Segment Open

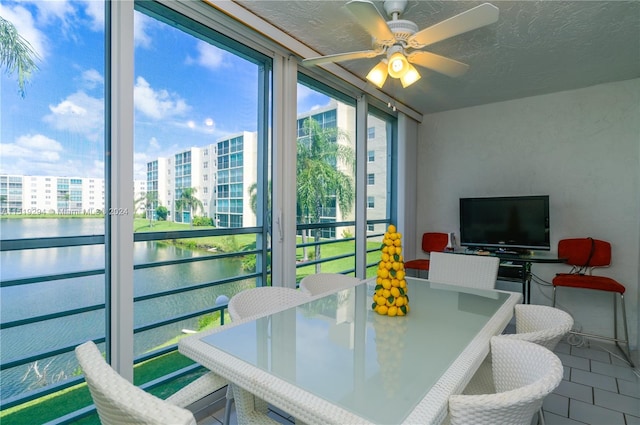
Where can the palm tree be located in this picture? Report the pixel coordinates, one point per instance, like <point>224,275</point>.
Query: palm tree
<point>148,200</point>
<point>16,54</point>
<point>189,202</point>
<point>320,182</point>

Segment Closed

▸ **Exercise brief**
If a line holds a picture, skip the picture and transcribe the rest of the material exactly.

▸ **Result**
Where can the palm tree be located in this picture? Report the pixel coordinates, one point per instance, like <point>224,275</point>.
Query: palm tree
<point>148,200</point>
<point>16,54</point>
<point>189,202</point>
<point>320,182</point>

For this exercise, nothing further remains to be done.